Compito assegnato 1: Individuate e copiate ogni riga delle voci che contiene la parola "white", rispettando la distinzione fra maiuscole e minuscole.
◆ ◆ ◆
Vendere Di Maria è da pazzi.
Un affare per il Real Madrid che ha bisogno di sostituire Xabi Alonso con un centrocampista di quel livello. Felicissimo per la squadra e per il giocatore che adoro.


----------



## mefisto94 (3 Luglio 2014)

Frikez ha scritto:


> Modric con Ronaldo e Ramos penso sia l'unico incedibile che hanno.
> Poi Di Maria ormai gioca da mezzala anche in nazionale e ha un livello di gioco spaventoso, Xabi ormai va dosato perché inizia ad avere una certa età, vediamo cosa fanno con Khedira che è un giocatore molto sottovalutato nell'economia della squadra.



Xabi Alonso secondo me è un pò diverso da Kroos. Però forse può anche reggere. Se riuscisse ad avere una buona tenuta difensiva il tasso tecnico degli 11 sarebbe spaventoso.


----------



## Fabry_cekko (3 Luglio 2014)

Frikez ha scritto:


> Modric con Ronaldo e Ramos penso sia l'unico incedibile che hanno.
◆ ◆ ◆
Compito assegnato 2:
Rispondete alle seguenti domande sulla discussione calcistica:
(a) Secondo il primo messaggio, quale centrocampista il Real Madrid ha bisogno di sostituire?
(b) In quale data ha scritto il suo messaggio mefisto94?
(c) Secondo mefisto94, da quale giocatore è un po' diverso Xabi Alonso?

[Voci di annotazione delle coordinate]
◆ ◆ ◆
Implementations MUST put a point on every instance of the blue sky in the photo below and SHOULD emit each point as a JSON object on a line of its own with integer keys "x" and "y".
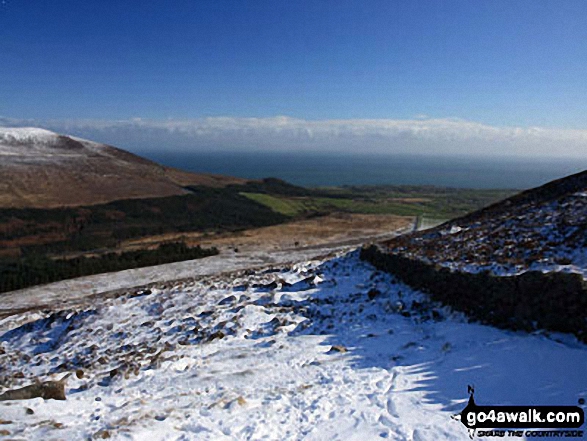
{"x": 500, "y": 63}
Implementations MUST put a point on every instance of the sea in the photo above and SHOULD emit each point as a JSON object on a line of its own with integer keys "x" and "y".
{"x": 323, "y": 170}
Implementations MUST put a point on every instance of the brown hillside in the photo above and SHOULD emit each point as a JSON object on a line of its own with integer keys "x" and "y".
{"x": 41, "y": 169}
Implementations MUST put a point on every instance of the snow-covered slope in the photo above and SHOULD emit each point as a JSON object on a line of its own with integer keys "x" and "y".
{"x": 319, "y": 350}
{"x": 40, "y": 169}
{"x": 541, "y": 229}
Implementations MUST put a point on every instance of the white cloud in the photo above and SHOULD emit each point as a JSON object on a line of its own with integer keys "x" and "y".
{"x": 446, "y": 136}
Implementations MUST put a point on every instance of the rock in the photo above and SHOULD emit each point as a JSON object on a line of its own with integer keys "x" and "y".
{"x": 337, "y": 348}
{"x": 102, "y": 434}
{"x": 227, "y": 300}
{"x": 218, "y": 335}
{"x": 140, "y": 293}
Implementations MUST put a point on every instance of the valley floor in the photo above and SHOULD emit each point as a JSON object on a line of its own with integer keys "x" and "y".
{"x": 324, "y": 349}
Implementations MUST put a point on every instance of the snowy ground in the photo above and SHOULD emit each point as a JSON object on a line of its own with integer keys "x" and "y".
{"x": 261, "y": 355}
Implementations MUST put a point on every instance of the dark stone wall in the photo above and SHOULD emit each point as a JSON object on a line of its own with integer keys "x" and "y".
{"x": 532, "y": 300}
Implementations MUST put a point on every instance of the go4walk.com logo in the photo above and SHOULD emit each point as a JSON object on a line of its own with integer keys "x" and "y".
{"x": 481, "y": 421}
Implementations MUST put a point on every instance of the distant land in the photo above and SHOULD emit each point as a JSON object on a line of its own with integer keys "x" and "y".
{"x": 339, "y": 169}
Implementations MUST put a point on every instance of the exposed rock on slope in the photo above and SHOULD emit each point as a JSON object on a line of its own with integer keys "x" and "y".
{"x": 41, "y": 169}
{"x": 543, "y": 229}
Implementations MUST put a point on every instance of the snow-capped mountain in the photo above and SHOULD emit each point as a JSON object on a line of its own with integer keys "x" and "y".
{"x": 41, "y": 169}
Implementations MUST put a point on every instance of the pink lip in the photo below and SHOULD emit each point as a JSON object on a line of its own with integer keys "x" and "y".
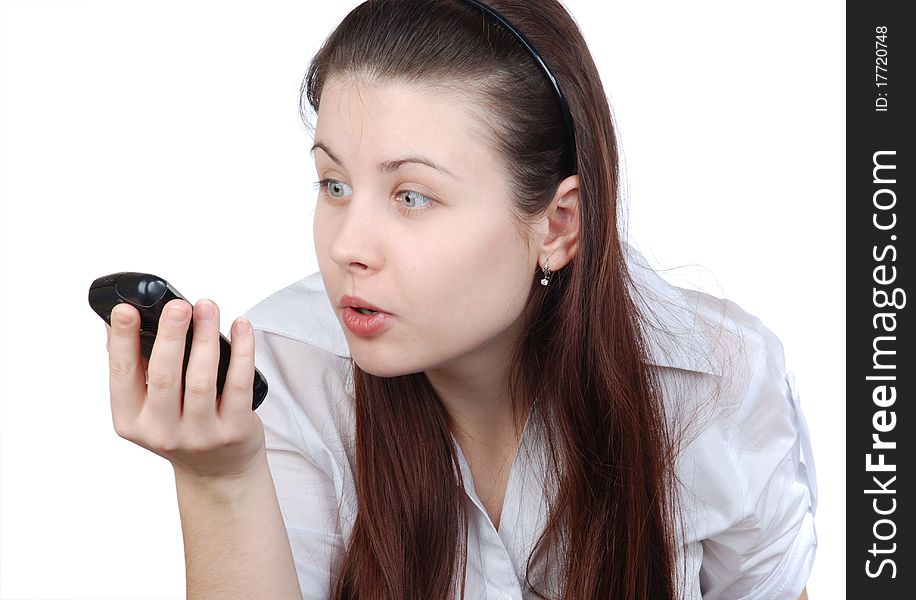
{"x": 365, "y": 325}
{"x": 357, "y": 302}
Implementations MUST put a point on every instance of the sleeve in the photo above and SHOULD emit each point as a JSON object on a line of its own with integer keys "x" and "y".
{"x": 767, "y": 550}
{"x": 306, "y": 473}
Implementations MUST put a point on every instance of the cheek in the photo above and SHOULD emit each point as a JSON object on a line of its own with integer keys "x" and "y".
{"x": 476, "y": 287}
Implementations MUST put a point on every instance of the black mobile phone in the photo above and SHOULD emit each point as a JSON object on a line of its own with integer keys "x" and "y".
{"x": 149, "y": 294}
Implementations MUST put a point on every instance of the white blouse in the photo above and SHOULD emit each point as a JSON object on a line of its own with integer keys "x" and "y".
{"x": 748, "y": 485}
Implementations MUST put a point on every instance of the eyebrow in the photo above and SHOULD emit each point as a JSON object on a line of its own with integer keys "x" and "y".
{"x": 390, "y": 166}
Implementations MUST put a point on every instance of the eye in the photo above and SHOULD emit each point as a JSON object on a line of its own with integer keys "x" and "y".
{"x": 414, "y": 202}
{"x": 411, "y": 198}
{"x": 331, "y": 187}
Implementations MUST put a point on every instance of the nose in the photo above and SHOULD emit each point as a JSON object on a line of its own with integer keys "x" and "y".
{"x": 354, "y": 234}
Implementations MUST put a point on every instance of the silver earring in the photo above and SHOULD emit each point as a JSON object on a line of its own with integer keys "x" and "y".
{"x": 546, "y": 279}
{"x": 546, "y": 272}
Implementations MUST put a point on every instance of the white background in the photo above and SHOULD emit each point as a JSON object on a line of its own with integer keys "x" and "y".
{"x": 164, "y": 137}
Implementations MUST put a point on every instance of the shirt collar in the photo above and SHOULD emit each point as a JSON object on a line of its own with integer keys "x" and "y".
{"x": 672, "y": 323}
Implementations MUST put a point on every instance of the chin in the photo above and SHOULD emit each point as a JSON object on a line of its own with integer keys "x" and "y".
{"x": 382, "y": 368}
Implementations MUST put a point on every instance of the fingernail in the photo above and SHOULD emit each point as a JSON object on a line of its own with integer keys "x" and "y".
{"x": 242, "y": 327}
{"x": 121, "y": 317}
{"x": 176, "y": 314}
{"x": 205, "y": 309}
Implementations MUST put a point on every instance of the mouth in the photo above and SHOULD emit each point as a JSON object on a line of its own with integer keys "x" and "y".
{"x": 359, "y": 305}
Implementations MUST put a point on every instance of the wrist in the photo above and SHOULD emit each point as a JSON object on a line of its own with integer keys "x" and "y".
{"x": 224, "y": 489}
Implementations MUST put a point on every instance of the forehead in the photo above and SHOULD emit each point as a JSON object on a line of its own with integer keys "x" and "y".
{"x": 358, "y": 118}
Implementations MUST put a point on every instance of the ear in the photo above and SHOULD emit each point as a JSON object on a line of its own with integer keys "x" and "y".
◆ ◆ ◆
Risposta completa 1:
Implementations MUST put a point on every instance of the white cloud in the photo above and SHOULD emit each point as a JSON object on a line of its own with integer keys "x" and "y".
Implementations MUST put a point on every instance of the white blouse in the photo above and SHOULD emit each point as a JSON object on a line of its own with integer keys "x" and "y".
Implementations MUST put a point on every instance of the white background in the photo above and SHOULD emit each point as a JSON object on a line of its own with integer keys "x" and "y".

Risposta completa 2:
(a) Xabi Alonso.
(b) 3 luglio 2014.
(c) Da Kroos.